**TASK TO CARRY OUT**
Make an exact transcript of the lines in the data below, starting with the one containing "Target: stadium seat" and going on through the one containing "Mark every instance of the side window", with both included and the pictures left out.

--- RECORD EXCERPTS Enclosed Below ---

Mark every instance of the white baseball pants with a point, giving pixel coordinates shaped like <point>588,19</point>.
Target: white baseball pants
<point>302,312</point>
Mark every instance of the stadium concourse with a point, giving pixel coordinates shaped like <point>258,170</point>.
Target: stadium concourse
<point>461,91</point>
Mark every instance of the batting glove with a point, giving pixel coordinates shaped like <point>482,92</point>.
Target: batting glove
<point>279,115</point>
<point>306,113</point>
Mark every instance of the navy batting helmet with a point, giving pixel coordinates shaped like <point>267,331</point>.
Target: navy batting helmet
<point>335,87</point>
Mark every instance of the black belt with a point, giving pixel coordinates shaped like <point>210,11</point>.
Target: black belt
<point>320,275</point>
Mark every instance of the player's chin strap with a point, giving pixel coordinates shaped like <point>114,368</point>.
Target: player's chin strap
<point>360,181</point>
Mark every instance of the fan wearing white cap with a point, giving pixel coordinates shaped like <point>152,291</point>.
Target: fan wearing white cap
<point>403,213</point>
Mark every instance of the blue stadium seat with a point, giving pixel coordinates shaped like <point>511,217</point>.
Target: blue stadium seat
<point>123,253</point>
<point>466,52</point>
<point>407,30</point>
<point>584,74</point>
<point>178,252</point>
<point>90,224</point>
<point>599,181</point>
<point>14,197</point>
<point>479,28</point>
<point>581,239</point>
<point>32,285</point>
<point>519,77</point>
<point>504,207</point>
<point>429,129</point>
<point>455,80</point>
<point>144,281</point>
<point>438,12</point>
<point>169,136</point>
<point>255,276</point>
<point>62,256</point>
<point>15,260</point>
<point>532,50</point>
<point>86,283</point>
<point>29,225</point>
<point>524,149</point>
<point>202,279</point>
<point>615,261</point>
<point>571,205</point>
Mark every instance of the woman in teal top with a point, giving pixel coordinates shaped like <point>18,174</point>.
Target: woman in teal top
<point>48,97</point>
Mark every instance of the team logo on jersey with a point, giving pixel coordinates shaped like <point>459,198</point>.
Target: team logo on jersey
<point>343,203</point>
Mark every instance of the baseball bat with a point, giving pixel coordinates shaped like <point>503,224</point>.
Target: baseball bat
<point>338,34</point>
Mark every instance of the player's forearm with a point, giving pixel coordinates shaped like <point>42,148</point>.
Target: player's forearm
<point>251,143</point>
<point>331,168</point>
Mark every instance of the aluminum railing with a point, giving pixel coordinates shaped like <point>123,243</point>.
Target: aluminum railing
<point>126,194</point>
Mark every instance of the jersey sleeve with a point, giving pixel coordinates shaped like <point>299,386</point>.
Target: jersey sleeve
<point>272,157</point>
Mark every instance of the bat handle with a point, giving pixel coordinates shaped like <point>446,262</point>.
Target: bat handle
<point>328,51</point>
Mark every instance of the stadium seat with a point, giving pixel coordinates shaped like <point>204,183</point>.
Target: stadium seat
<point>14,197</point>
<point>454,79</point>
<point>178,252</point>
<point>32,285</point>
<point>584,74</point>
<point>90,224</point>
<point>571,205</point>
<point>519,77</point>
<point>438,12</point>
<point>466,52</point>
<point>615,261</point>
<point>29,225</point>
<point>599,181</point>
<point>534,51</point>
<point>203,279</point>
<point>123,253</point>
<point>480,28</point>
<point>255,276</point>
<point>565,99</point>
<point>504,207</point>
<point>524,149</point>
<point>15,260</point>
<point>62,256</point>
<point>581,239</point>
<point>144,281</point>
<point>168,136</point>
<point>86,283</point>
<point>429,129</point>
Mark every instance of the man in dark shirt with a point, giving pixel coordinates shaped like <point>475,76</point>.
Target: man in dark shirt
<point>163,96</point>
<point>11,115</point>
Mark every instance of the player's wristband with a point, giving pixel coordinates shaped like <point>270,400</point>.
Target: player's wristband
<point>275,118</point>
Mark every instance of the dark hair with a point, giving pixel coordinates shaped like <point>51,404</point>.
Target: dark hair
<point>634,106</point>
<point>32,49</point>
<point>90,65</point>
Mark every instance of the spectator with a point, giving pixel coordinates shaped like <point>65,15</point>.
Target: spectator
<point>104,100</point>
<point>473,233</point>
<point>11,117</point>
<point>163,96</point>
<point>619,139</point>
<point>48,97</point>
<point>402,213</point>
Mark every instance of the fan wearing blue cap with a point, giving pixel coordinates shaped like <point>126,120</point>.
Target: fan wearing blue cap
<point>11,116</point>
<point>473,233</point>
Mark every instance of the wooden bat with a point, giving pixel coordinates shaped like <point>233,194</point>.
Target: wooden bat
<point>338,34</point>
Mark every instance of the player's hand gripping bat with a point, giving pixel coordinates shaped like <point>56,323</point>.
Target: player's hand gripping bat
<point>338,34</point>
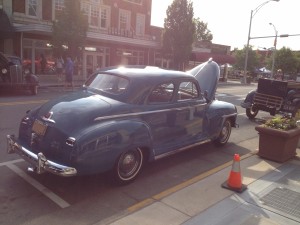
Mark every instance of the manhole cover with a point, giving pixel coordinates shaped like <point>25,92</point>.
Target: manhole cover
<point>283,199</point>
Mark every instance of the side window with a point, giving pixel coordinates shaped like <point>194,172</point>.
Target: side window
<point>187,90</point>
<point>163,93</point>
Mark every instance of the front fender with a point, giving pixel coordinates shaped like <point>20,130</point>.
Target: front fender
<point>100,146</point>
<point>248,101</point>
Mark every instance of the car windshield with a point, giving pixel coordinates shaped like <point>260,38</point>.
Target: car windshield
<point>108,83</point>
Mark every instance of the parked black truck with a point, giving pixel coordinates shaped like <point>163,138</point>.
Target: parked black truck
<point>273,96</point>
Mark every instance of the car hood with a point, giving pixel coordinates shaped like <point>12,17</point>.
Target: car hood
<point>207,75</point>
<point>76,110</point>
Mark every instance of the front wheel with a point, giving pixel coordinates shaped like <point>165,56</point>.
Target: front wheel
<point>224,134</point>
<point>251,112</point>
<point>34,90</point>
<point>128,166</point>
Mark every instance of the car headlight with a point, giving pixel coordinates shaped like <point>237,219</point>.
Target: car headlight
<point>4,71</point>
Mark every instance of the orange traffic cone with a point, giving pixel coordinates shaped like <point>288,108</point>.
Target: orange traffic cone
<point>234,181</point>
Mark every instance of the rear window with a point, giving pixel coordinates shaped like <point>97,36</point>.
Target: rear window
<point>108,83</point>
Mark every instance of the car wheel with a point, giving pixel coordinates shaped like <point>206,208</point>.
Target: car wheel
<point>251,112</point>
<point>128,166</point>
<point>33,90</point>
<point>224,134</point>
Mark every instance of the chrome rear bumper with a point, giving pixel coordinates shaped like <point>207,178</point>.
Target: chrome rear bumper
<point>246,105</point>
<point>39,161</point>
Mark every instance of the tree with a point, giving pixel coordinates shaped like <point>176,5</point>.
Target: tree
<point>285,60</point>
<point>202,32</point>
<point>179,32</point>
<point>69,30</point>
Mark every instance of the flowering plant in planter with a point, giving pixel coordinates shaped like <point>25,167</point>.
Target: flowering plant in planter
<point>281,123</point>
<point>278,138</point>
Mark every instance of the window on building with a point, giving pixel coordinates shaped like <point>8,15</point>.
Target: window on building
<point>32,8</point>
<point>139,2</point>
<point>94,16</point>
<point>59,5</point>
<point>124,19</point>
<point>97,14</point>
<point>104,21</point>
<point>140,24</point>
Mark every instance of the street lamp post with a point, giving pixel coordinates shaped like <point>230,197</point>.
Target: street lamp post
<point>253,12</point>
<point>274,51</point>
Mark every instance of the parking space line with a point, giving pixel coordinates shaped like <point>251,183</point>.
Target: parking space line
<point>182,185</point>
<point>55,198</point>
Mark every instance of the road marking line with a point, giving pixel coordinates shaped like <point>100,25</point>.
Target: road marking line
<point>22,103</point>
<point>11,162</point>
<point>55,198</point>
<point>182,185</point>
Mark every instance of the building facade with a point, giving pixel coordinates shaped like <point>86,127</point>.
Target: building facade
<point>119,33</point>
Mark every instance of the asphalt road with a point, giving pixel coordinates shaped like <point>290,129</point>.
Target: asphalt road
<point>27,198</point>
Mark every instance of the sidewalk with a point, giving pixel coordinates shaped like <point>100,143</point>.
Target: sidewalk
<point>272,197</point>
<point>52,81</point>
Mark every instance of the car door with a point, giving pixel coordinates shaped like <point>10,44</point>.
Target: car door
<point>176,118</point>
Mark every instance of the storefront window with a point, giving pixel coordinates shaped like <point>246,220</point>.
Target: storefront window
<point>37,57</point>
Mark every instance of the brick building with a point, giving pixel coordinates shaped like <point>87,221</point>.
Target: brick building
<point>120,32</point>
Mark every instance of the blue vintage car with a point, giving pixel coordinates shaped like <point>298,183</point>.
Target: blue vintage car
<point>122,118</point>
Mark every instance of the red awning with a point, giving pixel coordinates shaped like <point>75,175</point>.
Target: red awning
<point>218,58</point>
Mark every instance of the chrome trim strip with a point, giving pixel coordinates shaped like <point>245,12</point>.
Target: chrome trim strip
<point>180,150</point>
<point>39,161</point>
<point>145,113</point>
<point>229,115</point>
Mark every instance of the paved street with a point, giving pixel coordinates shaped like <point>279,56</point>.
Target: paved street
<point>174,190</point>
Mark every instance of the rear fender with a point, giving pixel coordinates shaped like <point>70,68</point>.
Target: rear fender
<point>247,103</point>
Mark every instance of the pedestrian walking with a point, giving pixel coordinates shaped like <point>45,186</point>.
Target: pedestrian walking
<point>43,63</point>
<point>69,69</point>
<point>59,68</point>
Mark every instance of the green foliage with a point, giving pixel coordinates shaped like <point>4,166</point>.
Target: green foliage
<point>286,60</point>
<point>69,29</point>
<point>179,32</point>
<point>281,123</point>
<point>202,32</point>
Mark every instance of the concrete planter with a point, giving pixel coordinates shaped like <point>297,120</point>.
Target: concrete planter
<point>277,145</point>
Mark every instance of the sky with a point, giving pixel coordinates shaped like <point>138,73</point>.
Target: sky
<point>228,21</point>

--- End of Enclosed RECORD EXCERPTS ---

**WRITTEN ANSWER**
Target: stadium seat
<point>14,197</point>
<point>454,79</point>
<point>178,252</point>
<point>32,285</point>
<point>584,74</point>
<point>90,224</point>
<point>571,205</point>
<point>519,77</point>
<point>438,12</point>
<point>466,52</point>
<point>615,261</point>
<point>29,225</point>
<point>599,181</point>
<point>534,51</point>
<point>203,279</point>
<point>123,253</point>
<point>480,28</point>
<point>255,276</point>
<point>565,99</point>
<point>504,207</point>
<point>524,149</point>
<point>15,260</point>
<point>62,256</point>
<point>581,239</point>
<point>144,281</point>
<point>168,136</point>
<point>86,283</point>
<point>429,129</point>
Mark every instance of the man in dark shirt with a point, giving pixel coordinates shaped like <point>475,76</point>.
Target: man in dark shirt
<point>163,96</point>
<point>11,115</point>
Mark every instance of the player's wristband with a point, giving pixel coordinates shaped like <point>270,400</point>.
Target: player's wristband
<point>275,118</point>
Mark every instance of the dark hair with a point, giving pixel coordinates shaped like <point>51,404</point>.
Target: dark hair
<point>634,106</point>
<point>32,49</point>
<point>90,65</point>
Mark every instance of the spectator with a point, giving pixel coordinates shaped like <point>65,15</point>.
Target: spectator
<point>104,100</point>
<point>473,233</point>
<point>11,117</point>
<point>163,96</point>
<point>619,139</point>
<point>48,97</point>
<point>402,213</point>
Mark every instance of the fan wearing blue cap with a point, giving pixel coordinates shaped like <point>126,120</point>.
Target: fan wearing blue cap
<point>11,116</point>
<point>473,233</point>
Mark every instance of the wooden bat with a point, giving pixel coordinates shaped like <point>233,194</point>.
Target: wooden bat
<point>338,34</point>
Mark every instance of the player's hand gripping bat with a point, giving pixel coordinates shaped like <point>56,323</point>.
Target: player's hand gripping bat
<point>338,34</point>
Mark every instance of the manhole cover with a point, giving pixel coordinates shaped like <point>25,92</point>.
Target: manhole cover
<point>283,199</point>
Mark every instance of the side window with a point, giving pixel coordinates shaped like <point>194,172</point>.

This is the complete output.